→ **Extrait de page**:
Ajoutez à cela la difficulté de demander des comptes aux responsables politiques nationaux sur les résultats de leurs négociations à l’échelle européenne. Ce qui est sûr, c’est qu’ils sont profondément impliqués dans ces résultats. Mais au bout du compte, ils n’en sont pas responsables individuellement. Et il n’y a pas d’opinion publique collective européenne pour leur demander des comptes. Au lieu de cela, les dirigeants nationaux rentrent chez eux depuis Bruxelles en criant victoire ou bien changent de sujet.

J’espère que vous comprenez que je ne suis pas là pour renoncer et déclarer : “arrêtons d’enquêter sur les échecs, crimes et infractions de ceux qui sont au pouvoir.

Tapé dans le mille

Toutefois, je m’inquiète des emails que je reçois de la part de personnes qui pensent que je suis de leur côté. Du côté de ceux qui sont persuadés que la finance est dirigée par “les Juifs”, ou par les Illuminati, le groupe Bilderberg ou encore le prochain groupe dont on parlera sur Internet.

Je m’inquiète quand je vois des gens s’appuyer sur mon travail pour prouver que la démocratie est une imposture : regardez comment nos dirigeants sont de mèche avec les banques ! Nous avons plutôt besoin d’un dirigeant solide, de quelqu’un comme Poutine ! Je m’inquiète encore plus lorsque je trouve sur Internet mes conférences expliquant les dangers de la finance et la manière dont elle est mêlée aux principaux partis politiques, à côté de théories du complot complètement dingues…

Est-ce que mon travail alimente le désespoir et la soif de gouvernements non-démocratiques qui apportent des solutions en carton-pâte, comme le font Trump ou les partisans du Brexit ?

En tant que journalistes d’investigation, nous savons que notre tâche est accomplie lorsqu’on a tapé dans le mille. Si on a de la chance, on reçoit notre récompense avant de se consacrer à une nouvelle affaire d’échec gouvernemental cuisant ou d’abus de pouvoir d’une entreprise.

Néanmoins, nos démocraties ont radicalement changé : alors, pouvons-nous nous cantonner à mettre en lumière uniquement ce qui ne tourne pas rond ?

Ne devrions-nous pas insister pour que les médias qui publient les résultats de notre travail s’engagent à réaliser des reportages prolongés et pertinents sur les réactions politiques à nos révélations ? Et pour qu’ils fassent des reportages également en cas d’absence de réaction ? Le journalisme d’investigation ne devrait-il pas chercher à savoir pourquoi les journalistes politiques nationaux sont si réticents à poser des questions aux personnalités politiques à propos de leur future carrière dans la finance ?

→ **Consignes**:
1. Dans l'extrait sur le journalisme d'investigation, relevez tous les groupes nommés que certains correspondants croient à la tête de la finance.
2. Recopiez tout le passage de l'extrait sur le journalisme d'investigation, de « Je m’inquiète quand » jusqu'à « du Brexit ? ».

→ **Lignes fournies**:
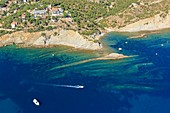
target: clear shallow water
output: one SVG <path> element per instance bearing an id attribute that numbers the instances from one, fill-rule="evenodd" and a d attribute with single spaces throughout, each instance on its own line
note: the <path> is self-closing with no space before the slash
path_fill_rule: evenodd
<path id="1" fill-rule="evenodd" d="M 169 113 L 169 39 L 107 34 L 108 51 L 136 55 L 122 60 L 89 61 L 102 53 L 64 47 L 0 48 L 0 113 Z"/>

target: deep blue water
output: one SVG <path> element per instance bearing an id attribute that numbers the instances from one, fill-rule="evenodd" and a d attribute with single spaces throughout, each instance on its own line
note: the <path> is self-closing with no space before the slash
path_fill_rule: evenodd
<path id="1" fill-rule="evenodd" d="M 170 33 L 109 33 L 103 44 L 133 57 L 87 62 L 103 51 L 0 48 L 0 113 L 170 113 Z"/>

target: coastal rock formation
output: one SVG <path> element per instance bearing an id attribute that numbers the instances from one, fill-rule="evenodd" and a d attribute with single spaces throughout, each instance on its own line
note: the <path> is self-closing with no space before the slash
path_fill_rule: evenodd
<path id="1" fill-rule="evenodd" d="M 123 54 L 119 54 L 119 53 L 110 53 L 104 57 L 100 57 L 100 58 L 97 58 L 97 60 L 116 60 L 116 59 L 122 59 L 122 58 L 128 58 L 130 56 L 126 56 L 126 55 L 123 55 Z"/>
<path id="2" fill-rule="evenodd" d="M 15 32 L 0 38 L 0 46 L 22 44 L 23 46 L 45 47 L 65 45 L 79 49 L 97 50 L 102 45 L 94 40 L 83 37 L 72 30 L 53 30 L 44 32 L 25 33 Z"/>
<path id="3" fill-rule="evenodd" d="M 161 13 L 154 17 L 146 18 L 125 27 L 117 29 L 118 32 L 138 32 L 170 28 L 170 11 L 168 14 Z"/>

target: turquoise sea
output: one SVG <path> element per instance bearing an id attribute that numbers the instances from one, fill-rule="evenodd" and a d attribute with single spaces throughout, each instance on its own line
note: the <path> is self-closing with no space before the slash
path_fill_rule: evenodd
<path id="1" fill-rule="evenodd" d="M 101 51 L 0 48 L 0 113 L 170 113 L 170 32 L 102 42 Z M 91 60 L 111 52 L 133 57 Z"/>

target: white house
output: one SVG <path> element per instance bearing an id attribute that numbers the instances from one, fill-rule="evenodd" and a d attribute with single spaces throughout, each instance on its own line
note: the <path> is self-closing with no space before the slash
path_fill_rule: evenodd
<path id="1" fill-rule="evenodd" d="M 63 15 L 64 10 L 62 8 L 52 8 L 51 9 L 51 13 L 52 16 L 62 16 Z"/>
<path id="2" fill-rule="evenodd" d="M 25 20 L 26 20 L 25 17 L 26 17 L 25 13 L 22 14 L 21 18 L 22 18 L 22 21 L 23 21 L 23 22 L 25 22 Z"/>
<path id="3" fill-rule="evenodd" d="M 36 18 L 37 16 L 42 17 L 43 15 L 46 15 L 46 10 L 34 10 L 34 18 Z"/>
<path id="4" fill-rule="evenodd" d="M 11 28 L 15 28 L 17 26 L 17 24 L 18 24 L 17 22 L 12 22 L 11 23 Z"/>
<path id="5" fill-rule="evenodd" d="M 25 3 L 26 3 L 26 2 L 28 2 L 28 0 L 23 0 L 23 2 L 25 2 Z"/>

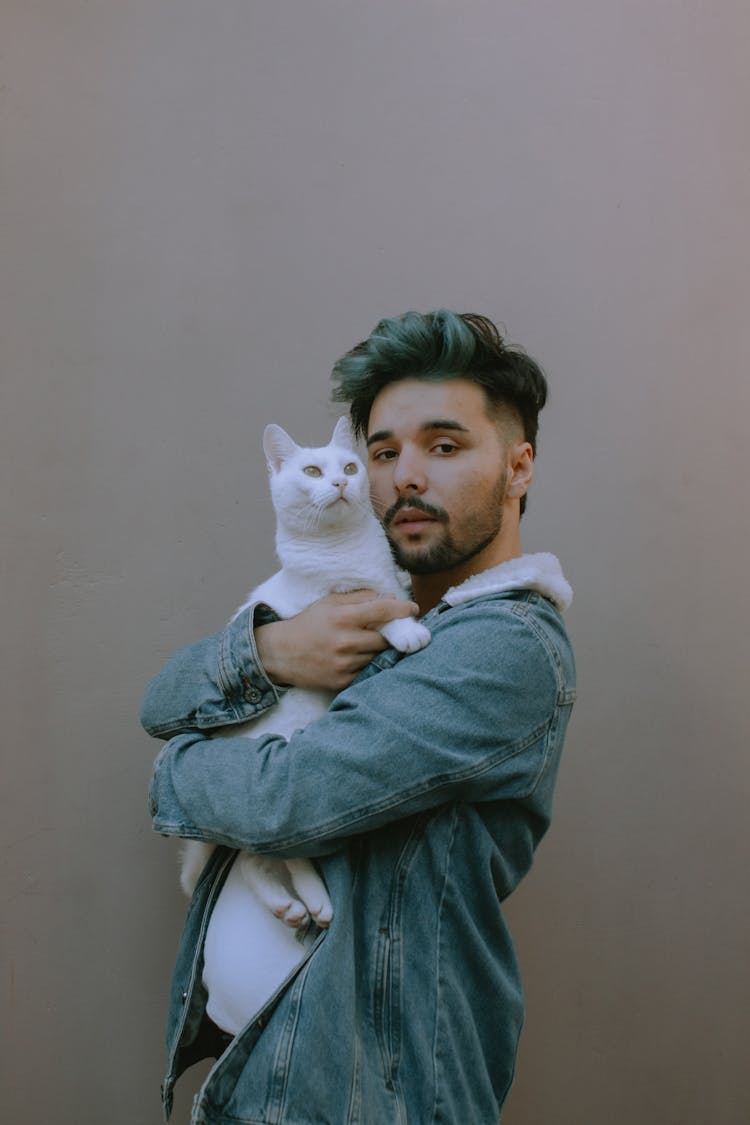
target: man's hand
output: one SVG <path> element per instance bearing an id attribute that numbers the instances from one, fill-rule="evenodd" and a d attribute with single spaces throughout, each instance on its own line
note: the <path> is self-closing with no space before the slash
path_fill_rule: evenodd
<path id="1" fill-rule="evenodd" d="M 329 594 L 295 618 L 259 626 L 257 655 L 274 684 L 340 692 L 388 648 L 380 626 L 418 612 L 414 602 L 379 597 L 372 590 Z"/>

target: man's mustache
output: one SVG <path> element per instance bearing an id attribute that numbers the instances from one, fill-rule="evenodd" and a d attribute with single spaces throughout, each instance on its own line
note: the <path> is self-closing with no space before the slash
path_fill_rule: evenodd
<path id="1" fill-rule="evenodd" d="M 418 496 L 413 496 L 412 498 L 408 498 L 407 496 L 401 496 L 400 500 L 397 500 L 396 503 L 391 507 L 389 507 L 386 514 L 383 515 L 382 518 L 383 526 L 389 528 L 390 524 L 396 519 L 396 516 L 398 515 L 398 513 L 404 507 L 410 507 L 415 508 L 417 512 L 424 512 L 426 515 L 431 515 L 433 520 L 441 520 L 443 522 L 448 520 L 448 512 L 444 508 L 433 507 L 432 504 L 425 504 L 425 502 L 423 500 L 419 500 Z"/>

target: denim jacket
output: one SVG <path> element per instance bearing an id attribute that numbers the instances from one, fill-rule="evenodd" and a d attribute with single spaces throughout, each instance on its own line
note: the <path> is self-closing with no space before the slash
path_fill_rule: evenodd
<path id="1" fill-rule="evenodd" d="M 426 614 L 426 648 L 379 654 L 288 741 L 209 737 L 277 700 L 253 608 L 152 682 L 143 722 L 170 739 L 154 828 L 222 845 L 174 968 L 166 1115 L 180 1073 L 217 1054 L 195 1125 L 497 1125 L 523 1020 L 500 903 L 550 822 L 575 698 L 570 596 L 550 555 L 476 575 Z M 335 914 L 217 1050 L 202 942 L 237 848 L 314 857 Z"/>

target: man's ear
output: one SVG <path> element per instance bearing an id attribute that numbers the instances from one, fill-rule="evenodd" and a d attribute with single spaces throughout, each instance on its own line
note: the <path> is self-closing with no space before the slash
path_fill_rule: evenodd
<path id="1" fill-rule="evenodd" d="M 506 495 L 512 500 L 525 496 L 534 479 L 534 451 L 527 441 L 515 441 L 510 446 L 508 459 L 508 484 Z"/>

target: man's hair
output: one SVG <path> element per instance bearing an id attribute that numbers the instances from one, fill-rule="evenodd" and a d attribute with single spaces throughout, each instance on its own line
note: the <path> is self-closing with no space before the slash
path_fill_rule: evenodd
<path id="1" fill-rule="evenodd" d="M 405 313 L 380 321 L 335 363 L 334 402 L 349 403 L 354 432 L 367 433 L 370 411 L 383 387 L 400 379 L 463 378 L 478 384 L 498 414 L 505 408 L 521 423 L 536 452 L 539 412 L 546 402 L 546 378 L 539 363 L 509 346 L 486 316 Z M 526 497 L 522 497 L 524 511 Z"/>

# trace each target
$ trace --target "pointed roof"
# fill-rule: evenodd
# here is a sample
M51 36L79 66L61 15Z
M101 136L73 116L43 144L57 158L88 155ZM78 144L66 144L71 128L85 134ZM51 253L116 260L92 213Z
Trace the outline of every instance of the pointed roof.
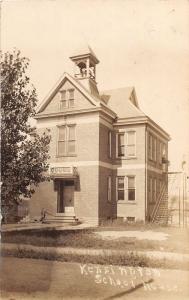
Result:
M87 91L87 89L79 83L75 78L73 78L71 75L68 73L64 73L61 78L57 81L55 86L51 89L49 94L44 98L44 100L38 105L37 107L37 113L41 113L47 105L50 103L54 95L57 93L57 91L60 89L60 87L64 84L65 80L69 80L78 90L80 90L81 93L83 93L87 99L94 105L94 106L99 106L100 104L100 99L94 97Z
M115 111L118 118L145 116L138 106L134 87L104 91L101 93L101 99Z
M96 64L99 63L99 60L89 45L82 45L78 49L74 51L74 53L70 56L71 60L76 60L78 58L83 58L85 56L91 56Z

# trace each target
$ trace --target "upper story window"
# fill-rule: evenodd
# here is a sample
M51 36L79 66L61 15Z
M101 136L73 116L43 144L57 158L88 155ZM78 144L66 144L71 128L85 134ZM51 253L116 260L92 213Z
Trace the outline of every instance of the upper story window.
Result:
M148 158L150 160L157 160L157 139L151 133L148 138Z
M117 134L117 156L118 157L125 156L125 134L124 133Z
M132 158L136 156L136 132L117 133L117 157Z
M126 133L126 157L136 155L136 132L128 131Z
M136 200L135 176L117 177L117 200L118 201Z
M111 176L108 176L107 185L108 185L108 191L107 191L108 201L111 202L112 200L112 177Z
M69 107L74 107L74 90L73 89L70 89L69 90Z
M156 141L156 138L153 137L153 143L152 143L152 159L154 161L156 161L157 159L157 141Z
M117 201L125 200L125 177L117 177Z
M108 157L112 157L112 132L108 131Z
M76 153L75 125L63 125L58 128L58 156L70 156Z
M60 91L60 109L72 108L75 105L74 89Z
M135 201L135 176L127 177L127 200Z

→ **Corrigé**:
1. « les Juifs » ; les Illuminati ; le groupe Bilderberg

2.
Je m’inquiète quand je vois des gens s’appuyer sur mon travail pour prouver que la démocratie est une imposture : regardez comment nos dirigeants sont de mèche avec les banques ! Nous avons plutôt besoin d’un dirigeant solide, de quelqu’un comme Poutine ! Je m’inquiète encore plus lorsque je trouve sur Internet mes conférences expliquant les dangers de la finance et la manière dont elle est mêlée aux principaux partis politiques, à côté de théories du complot complètement dingues…

Est-ce que mon travail alimente le désespoir et la soif de gouvernements non-démocratiques qui apportent des solutions en carton-pâte, comme le font Trump ou les partisans du Brexit ?